## PASSAGE PROVIDED:
** Begin **

[tip: sched/urgent] tasks, sched/core: Ensure tasks are available for a grace period after leaving the runqueue

From: tip-bot2 for Eric W. Biederman
Date: Fri Sep 27 2019 - 04:11:34 EST


The following commit has been merged into the sched/urgent branch of tip:

Commit-ID: 0ff7b2cfbae36ebcd216c6a5ad7f8534eebeaee2
Gitweb: https://git.kernel.org/tip/0ff7b2cfbae36ebcd216c6a5ad7f8534eebeaee2
Author: Eric W. Biederman <ebiederm@xxxxxxxxxxxx>
AuthorDate: Sat, 14 Sep 2019 07:33:58 -05:00
Committer: Ingo Molnar <mingo@xxxxxxxxxx>
CommitterDate: Wed, 25 Sep 2019 17:42:29 +02:00

tasks, sched/core: Ensure tasks are available for a grace period after leaving the runqueue

In the ordinary case today the RCU grace period for a task_struct is
triggered when another process wait's for it's zombine and causes the
kernel to call release_task(). As the waiting task has to receive a
signal and then act upon it before this happens, typically this will
occur after the original task as been removed from the runqueue.

Unfortunaty in some cases such as self reaping tasks it can be shown
that release_task() will be called starting the grace period for
task_struct long before the task leaves the runqueue.

Therefore use put_task_struct_rcu_user() in finish_task_switch() to
guarantee that the there is a RCU lifetime after the task
leaves the runqueue.

Besides the change in the start of the RCU grace period for the
task_struct this change may cause perf_event_delayed_put and
trace_sched_process_free. The function perf_event_delayed_put boils
down to just a WARN_ON for cases that I assume never show happen. So
I don't see any problem with delaying it.

The function trace_sched_process_free is a trace point and thus
visible to user space. Occassionally userspace has the strangest
dependencies so this has a miniscule chance of causing a regression.
This change only changes the timing of when the tracepoint is called.
The change in timing arguably gives userspace a more accurate picture
of what is going on. So I don't expect there to be a regression.

** End **

## GIVEN INSTRUCTION A:
According to the commit message, which function is now used in finish_task_switch()?
The commit message and the records are separate, unrelated material.

(Object position labeling entries)
** Begin **

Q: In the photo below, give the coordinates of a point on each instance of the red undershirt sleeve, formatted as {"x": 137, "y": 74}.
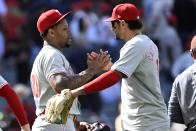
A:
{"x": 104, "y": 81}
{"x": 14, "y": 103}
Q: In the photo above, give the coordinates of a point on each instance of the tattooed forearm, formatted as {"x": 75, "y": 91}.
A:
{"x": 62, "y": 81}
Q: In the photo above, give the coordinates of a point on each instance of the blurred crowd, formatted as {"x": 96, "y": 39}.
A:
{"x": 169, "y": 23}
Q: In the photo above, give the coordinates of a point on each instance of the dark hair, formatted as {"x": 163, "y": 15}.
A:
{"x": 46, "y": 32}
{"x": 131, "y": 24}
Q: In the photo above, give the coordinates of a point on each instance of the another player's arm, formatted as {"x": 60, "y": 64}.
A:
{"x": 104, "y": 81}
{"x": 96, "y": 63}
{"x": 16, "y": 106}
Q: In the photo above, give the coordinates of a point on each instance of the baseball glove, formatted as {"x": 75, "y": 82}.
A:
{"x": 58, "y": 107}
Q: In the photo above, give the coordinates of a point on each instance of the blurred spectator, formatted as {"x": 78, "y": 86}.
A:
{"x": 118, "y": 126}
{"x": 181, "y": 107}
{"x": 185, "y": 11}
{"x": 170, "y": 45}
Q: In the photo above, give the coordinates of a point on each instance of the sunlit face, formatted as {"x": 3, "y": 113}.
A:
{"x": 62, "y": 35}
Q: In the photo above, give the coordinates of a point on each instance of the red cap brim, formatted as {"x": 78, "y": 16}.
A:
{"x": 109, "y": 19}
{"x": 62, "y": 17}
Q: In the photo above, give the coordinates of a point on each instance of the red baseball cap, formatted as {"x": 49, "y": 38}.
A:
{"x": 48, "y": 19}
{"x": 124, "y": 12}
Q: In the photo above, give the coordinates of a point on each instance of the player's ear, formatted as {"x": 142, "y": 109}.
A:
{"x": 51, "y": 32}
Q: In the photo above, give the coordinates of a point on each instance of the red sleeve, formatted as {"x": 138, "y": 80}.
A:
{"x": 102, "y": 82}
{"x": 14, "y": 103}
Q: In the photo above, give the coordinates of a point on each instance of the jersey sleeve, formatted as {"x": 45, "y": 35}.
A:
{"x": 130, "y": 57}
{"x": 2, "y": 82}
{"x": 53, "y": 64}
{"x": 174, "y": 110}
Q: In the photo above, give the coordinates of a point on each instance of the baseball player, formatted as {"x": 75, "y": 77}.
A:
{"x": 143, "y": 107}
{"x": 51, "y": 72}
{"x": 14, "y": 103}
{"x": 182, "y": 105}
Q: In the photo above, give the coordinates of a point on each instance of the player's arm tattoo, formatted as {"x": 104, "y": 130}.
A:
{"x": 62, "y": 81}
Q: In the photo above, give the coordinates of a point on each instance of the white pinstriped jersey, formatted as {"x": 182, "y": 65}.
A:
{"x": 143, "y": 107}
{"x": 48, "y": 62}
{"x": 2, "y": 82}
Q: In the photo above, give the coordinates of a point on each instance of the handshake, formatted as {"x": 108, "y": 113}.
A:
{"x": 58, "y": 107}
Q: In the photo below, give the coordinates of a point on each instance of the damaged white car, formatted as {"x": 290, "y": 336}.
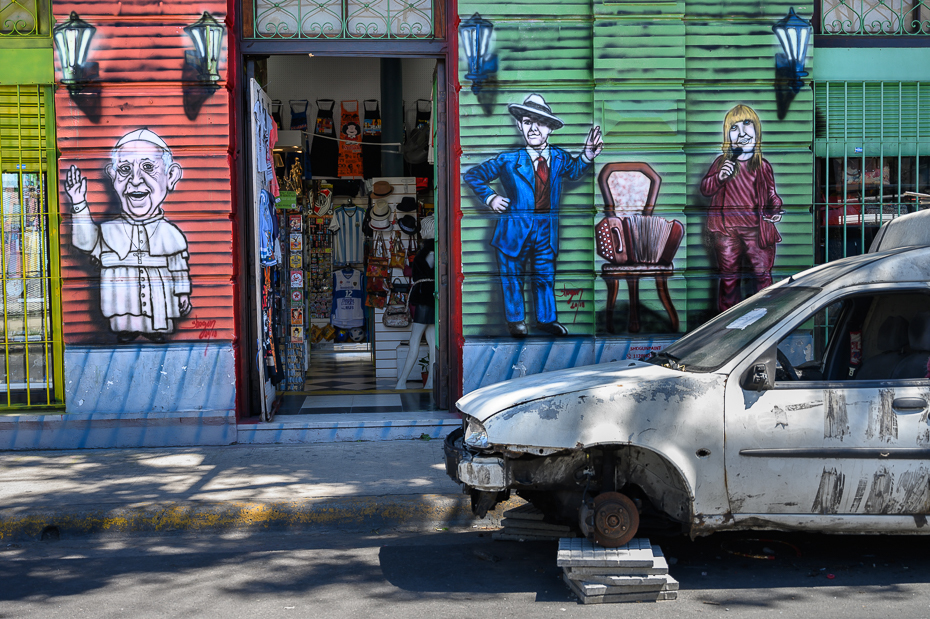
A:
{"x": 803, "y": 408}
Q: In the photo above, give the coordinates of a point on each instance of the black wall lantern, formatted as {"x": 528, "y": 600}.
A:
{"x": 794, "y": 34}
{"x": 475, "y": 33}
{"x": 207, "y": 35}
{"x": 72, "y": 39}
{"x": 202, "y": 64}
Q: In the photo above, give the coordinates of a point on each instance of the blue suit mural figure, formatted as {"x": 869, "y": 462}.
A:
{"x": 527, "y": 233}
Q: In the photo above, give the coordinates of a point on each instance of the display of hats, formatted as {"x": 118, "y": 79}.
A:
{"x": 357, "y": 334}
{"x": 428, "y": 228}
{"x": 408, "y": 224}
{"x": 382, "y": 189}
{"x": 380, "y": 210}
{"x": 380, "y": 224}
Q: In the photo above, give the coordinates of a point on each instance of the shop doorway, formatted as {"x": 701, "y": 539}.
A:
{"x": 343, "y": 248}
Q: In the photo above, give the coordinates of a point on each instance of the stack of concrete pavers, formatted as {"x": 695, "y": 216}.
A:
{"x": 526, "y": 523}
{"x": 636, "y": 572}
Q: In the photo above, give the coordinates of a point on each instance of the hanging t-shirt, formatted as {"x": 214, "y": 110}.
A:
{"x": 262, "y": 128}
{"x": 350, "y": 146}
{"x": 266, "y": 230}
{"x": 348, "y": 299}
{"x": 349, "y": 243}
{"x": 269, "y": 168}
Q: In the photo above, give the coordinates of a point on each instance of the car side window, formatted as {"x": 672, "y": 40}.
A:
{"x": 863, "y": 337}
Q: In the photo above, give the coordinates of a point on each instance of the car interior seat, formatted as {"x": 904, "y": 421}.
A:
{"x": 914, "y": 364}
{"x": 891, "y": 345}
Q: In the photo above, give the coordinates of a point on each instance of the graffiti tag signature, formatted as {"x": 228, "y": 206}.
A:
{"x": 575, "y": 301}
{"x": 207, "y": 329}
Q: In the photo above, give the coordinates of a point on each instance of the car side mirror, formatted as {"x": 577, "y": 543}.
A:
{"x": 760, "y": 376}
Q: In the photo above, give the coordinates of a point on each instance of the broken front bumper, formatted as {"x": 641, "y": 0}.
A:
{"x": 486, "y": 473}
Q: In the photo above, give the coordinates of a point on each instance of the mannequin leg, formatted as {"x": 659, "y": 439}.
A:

** End **

## GIVEN INSTRUCTION B:
Extract the lines of the records from the line holding "side mirror, formatted" through the last line of the records, inclusive, reproducing each one verbatim.

## EXERCISE RESPONSE A:
put_task_struct_rcu_user()

## EXERCISE RESPONSE B:
Q: In the photo above, give the coordinates of a point on each instance of the car side mirror, formatted as {"x": 577, "y": 543}.
A:
{"x": 760, "y": 376}
Q: In the photo above, give the coordinates of a point on each instance of the broken front bumper, formatted as {"x": 641, "y": 0}.
A:
{"x": 486, "y": 473}
Q: In the photo above, give the coordinates of a point on each instance of the mannequin leg, formatted as {"x": 659, "y": 439}.
A:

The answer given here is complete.